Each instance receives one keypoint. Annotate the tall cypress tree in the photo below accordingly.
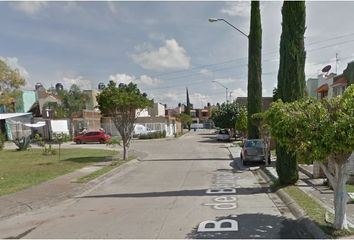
(291, 77)
(254, 88)
(188, 109)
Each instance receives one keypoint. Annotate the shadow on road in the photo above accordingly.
(184, 193)
(186, 159)
(88, 159)
(253, 226)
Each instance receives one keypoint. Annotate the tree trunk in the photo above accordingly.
(125, 151)
(340, 197)
(254, 85)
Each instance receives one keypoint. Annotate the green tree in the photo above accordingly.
(185, 119)
(73, 101)
(226, 115)
(291, 77)
(10, 83)
(241, 122)
(319, 131)
(123, 104)
(254, 88)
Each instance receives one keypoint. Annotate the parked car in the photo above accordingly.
(223, 135)
(141, 130)
(253, 150)
(92, 136)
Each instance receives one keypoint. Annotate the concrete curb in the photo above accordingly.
(97, 182)
(297, 211)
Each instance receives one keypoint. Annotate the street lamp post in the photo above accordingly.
(223, 87)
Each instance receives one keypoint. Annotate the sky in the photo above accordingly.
(165, 46)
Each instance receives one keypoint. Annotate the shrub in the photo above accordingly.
(23, 143)
(2, 141)
(48, 150)
(153, 135)
(113, 142)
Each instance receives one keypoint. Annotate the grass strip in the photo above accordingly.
(103, 170)
(316, 212)
(22, 169)
(350, 188)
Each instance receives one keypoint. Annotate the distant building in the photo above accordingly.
(266, 102)
(311, 87)
(91, 102)
(324, 88)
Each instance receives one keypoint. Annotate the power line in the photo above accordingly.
(245, 58)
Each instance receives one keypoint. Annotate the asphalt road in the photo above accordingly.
(184, 188)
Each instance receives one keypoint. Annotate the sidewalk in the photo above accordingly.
(313, 187)
(57, 190)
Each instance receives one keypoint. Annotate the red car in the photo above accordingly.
(92, 136)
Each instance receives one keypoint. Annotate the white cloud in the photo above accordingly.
(122, 78)
(143, 79)
(205, 72)
(239, 92)
(173, 98)
(226, 80)
(112, 7)
(29, 7)
(313, 69)
(83, 84)
(13, 63)
(171, 56)
(200, 99)
(240, 9)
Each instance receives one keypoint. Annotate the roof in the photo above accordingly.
(12, 115)
(322, 88)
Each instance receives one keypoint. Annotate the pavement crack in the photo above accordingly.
(21, 235)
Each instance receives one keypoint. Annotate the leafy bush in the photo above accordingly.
(113, 142)
(48, 150)
(22, 143)
(2, 141)
(153, 135)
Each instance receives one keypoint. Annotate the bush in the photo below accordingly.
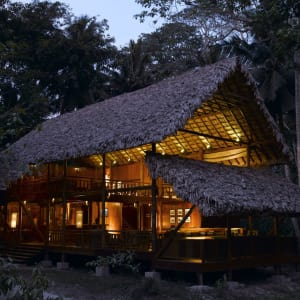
(15, 287)
(118, 262)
---
# YOUR ASSIGNMENT
Using the material above, retype each entry exactly and omit the pictures.

# EXERCISE RESULT
Each instance receives one keypoint. Annotate the tall cypress tree in the photo below accordingly.
(291, 77)
(254, 88)
(188, 109)
Each instance receives one keypoint. Annotate the shadow on road in the photo above accordingly.
(184, 193)
(186, 159)
(88, 159)
(253, 226)
Each instance receives one keypoint. Annotate the tree trunk in the photo above accordingly.
(125, 151)
(340, 197)
(254, 85)
Each instance receives one keypoint. Annotate the green tree in the photo above accordingly.
(185, 119)
(73, 101)
(226, 115)
(291, 77)
(10, 83)
(241, 122)
(319, 131)
(123, 104)
(254, 88)
Each instance receives one keypoint. Annotate the parked car in the photo above accordingly.
(223, 135)
(141, 130)
(253, 150)
(92, 136)
Each instance receives one keypoint. Annotate the concrete curb in the photo above accordingly.
(97, 182)
(297, 211)
Each instance receives one keypoint. Annotate the street lamp post in the photo above accordingly.
(223, 87)
Each instance receives one keypoint. Annotate the sky in the photo above accordingly.
(165, 46)
Each instance receives one keypoint. Annotate the shrub in the photo above accordingly.
(23, 143)
(2, 141)
(48, 150)
(153, 135)
(113, 142)
Each instance receives one keypoint. Annotate the grass strip in the photo above accordingly.
(103, 170)
(316, 212)
(22, 169)
(350, 188)
Each instance receives one keypoint. Annotate the distant building in the photo above accordingly.
(266, 102)
(311, 87)
(91, 102)
(324, 88)
Each instance receives one keypoint. Annotate the power line in the photo above accordingly.
(245, 58)
Each instance receives one keypoint. Annotate the asphalt road in the photo above accordingly.
(184, 188)
Each instance receives one keypoint. Annotate the sidewalk in the photo above accordingly.
(313, 187)
(57, 190)
Each instance receives one keypoint. Annotate the red car in the photo above accordingly.
(92, 136)
Each instance receives one keypoint. Annotate the white cloud in the photo above accordingly.
(122, 78)
(143, 79)
(205, 72)
(239, 92)
(173, 98)
(226, 80)
(112, 7)
(29, 7)
(313, 69)
(83, 84)
(13, 63)
(171, 56)
(200, 99)
(240, 9)
Each instance receives one keypoint. Annotate the roof in the photo above accordingly.
(12, 115)
(322, 88)
Each instance receives one keypoint. Annotate the pavement crack in the photo above accordingly.
(21, 235)
Each instance receives one keypoint. Annotate the leafy bush in the photo above accordingly.
(113, 142)
(48, 150)
(22, 143)
(2, 141)
(153, 135)
Each instance receives one keypoint. Annotate the bush in the photo below accordingly.
(15, 287)
(118, 262)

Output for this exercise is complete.